### [What you will do]
Reproduce only the part that opens with the line containing "Outline every instance of the bird's claw." and closes with the last of the lines, including the requests. Scale every polygon coordinate in the answers by 2.5 and round to whole numbers with halves going up, but keep the requests and their format samples unchanged.

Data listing
┄┄┄┄┄┄

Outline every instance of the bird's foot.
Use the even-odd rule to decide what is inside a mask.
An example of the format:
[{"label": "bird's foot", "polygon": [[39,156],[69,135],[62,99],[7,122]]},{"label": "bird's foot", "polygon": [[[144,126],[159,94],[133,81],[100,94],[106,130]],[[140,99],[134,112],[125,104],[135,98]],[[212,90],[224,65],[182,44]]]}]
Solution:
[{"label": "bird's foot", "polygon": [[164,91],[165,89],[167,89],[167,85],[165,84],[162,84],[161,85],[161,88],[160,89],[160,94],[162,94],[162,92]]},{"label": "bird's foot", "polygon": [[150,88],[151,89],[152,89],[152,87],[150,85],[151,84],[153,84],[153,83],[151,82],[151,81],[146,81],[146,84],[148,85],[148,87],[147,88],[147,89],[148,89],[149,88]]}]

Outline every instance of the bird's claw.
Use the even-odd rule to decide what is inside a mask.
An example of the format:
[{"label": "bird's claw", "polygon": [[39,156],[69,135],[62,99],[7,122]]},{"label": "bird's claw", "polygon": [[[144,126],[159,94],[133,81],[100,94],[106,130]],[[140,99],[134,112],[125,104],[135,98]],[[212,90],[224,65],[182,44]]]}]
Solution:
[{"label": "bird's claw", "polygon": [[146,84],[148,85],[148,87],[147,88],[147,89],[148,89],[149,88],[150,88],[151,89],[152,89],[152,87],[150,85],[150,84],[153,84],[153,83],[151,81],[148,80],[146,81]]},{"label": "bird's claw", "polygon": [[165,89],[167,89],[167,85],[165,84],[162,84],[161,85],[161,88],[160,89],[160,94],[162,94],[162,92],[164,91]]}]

┄┄┄┄┄┄

### [Answer below]
Outline every instance of the bird's claw.
Use the even-odd rule to decide what is inside a mask.
An example of the format:
[{"label": "bird's claw", "polygon": [[39,156],[69,135],[62,99],[7,122]]},{"label": "bird's claw", "polygon": [[[144,126],[159,94],[133,81],[100,94],[106,130]],[[140,99],[134,112],[125,104],[135,98]],[[212,90],[224,65],[182,44]]]}]
Solution:
[{"label": "bird's claw", "polygon": [[365,210],[370,213],[370,218],[368,220],[368,223],[370,223],[373,220],[375,220],[378,223],[380,223],[380,218],[375,213],[375,210],[383,210],[383,208],[378,203],[370,200],[365,203]]},{"label": "bird's claw", "polygon": [[413,223],[418,223],[418,213],[413,210],[405,210],[403,213],[403,220],[400,223],[400,235],[405,235],[405,230],[410,228]]}]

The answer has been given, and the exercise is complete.